BEGIN MATERIALS PROVIDED

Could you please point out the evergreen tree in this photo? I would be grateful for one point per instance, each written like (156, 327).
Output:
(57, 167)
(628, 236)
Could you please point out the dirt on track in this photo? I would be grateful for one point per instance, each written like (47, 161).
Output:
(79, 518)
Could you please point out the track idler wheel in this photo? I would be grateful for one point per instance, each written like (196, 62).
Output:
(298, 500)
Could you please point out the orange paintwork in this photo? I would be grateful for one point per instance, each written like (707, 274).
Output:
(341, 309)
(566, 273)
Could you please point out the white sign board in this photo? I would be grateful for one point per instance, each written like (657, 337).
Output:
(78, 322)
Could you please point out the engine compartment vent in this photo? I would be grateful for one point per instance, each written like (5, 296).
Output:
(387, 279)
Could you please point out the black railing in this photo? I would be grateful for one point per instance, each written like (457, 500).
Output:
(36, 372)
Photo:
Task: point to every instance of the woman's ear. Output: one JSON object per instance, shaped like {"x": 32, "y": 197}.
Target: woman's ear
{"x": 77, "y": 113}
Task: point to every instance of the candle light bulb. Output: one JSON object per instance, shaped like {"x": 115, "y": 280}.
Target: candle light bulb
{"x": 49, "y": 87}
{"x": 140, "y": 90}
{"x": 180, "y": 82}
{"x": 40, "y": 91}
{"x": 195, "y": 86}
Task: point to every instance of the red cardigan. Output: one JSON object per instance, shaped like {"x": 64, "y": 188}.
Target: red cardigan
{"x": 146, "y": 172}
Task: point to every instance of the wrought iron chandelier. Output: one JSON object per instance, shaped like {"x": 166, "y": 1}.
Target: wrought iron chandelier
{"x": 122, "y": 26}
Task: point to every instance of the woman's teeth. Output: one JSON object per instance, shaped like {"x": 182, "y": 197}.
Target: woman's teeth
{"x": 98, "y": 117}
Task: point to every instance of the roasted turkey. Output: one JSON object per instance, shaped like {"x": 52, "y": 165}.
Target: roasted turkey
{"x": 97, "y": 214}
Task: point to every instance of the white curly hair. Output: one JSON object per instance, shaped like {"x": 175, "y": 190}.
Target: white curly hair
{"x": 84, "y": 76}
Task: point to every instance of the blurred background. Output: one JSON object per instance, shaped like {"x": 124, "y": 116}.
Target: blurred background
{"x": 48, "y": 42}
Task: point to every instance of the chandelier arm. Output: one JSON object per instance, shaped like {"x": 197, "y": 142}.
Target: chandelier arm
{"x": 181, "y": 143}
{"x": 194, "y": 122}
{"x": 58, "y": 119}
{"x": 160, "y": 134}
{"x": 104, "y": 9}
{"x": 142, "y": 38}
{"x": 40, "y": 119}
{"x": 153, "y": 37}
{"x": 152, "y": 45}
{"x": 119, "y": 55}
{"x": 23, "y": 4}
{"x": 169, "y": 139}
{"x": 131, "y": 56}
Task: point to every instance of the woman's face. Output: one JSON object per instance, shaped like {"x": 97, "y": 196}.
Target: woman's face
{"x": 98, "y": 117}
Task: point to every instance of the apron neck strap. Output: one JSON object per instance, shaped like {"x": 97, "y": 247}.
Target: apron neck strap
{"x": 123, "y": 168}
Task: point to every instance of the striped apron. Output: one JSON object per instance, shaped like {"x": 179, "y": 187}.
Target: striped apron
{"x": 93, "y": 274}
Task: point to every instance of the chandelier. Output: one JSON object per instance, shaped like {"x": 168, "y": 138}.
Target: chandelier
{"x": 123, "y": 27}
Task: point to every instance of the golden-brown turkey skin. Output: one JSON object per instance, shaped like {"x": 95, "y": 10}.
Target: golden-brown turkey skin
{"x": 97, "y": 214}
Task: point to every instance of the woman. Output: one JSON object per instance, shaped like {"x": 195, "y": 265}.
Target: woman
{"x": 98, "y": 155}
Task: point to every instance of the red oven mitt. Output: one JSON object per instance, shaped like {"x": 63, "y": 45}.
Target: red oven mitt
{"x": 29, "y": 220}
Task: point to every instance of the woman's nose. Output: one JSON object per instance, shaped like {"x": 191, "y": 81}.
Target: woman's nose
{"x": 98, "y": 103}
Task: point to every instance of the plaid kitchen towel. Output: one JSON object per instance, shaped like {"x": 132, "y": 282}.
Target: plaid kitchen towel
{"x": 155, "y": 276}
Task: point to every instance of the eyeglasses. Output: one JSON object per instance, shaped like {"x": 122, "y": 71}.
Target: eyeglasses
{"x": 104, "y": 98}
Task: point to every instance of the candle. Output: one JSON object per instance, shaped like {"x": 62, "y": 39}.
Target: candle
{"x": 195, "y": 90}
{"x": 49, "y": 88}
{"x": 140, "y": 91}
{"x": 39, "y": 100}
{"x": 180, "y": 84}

END MATERIALS PROVIDED

> **REQUIRED ACTION**: Can you write out the lines above, from the first one through the one containing "Task: point to every instance of the candle light", exactly as they appear and nothing more?

> **ANSWER TO THIS PROBLEM**:
Could you please point out the evergreen tree in this photo? I would be grateful for one point per instance, each written like (156, 327).
Output:
(57, 167)
(628, 236)
Could you please point out the dirt on track in this photo? I would be grateful for one point per instance, each written like (47, 161).
Output:
(79, 518)
Could you please point out the track idler wheel in this photo? I would be grateful for one point per instance, each written like (196, 62).
Output:
(298, 500)
Could you please point out the orange paintwork in this photo? I would be grateful for one point per instance, each written like (707, 274).
Output:
(341, 309)
(566, 273)
Could you please point out the white sign board in this photo? I would be grateful for one point per instance, each written like (657, 337).
Output:
(78, 322)
Could you please point out the engine compartment vent in this photo? I would be grateful for one point per instance, each written like (5, 296).
Output:
(387, 279)
Could you please point out the black railing in this photo? I would be grateful for one point per instance, each written like (457, 500).
Output:
(36, 372)
Photo:
Task: point to every instance of the woman's ear. Output: one JSON object per instance, shaped like {"x": 32, "y": 197}.
Target: woman's ear
{"x": 77, "y": 113}
Task: point to every instance of the candle light bulb. Output: one JSON object per instance, shaped like {"x": 115, "y": 280}.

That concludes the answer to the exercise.